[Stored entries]
========================================

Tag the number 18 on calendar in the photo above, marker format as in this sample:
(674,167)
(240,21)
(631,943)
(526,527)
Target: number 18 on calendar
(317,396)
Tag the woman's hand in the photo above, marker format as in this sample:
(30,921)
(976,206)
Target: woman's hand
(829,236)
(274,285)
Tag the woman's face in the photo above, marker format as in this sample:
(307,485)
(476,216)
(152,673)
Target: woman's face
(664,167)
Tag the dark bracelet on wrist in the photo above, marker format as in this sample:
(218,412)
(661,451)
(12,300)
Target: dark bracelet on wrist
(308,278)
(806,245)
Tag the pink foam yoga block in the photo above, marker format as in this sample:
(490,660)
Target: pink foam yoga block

========================================

* **Exercise requirements**: Rescale the entire listing above by reproducing every line, requests included. Multiply each answer coordinate by 0.8 and round it to the nearest whole number, with halves going up, but leave the format sample points as they are.

* **Expected answer**:
Tag the number 18 on calendar in the photo above, marker format as in this sample:
(674,167)
(240,21)
(631,943)
(526,527)
Target: number 18 on calendar
(254,317)
Tag the woman's hand in the photo above, marker format as in this sample:
(30,921)
(976,206)
Target: woman's hand
(663,189)
(219,228)
Tag the woman's face in the photo above, marker format as in this sample:
(307,485)
(476,216)
(152,673)
Target: woman's face
(531,134)
Tag the dark bracelet on wrist in the photo above, marker format as in this sample:
(218,412)
(661,451)
(12,300)
Target: dark bracelet on wrist
(246,222)
(645,196)
Tag the pink foam yoga block in the photo above, marker format as in this sample:
(490,660)
Target: pink foam yoga block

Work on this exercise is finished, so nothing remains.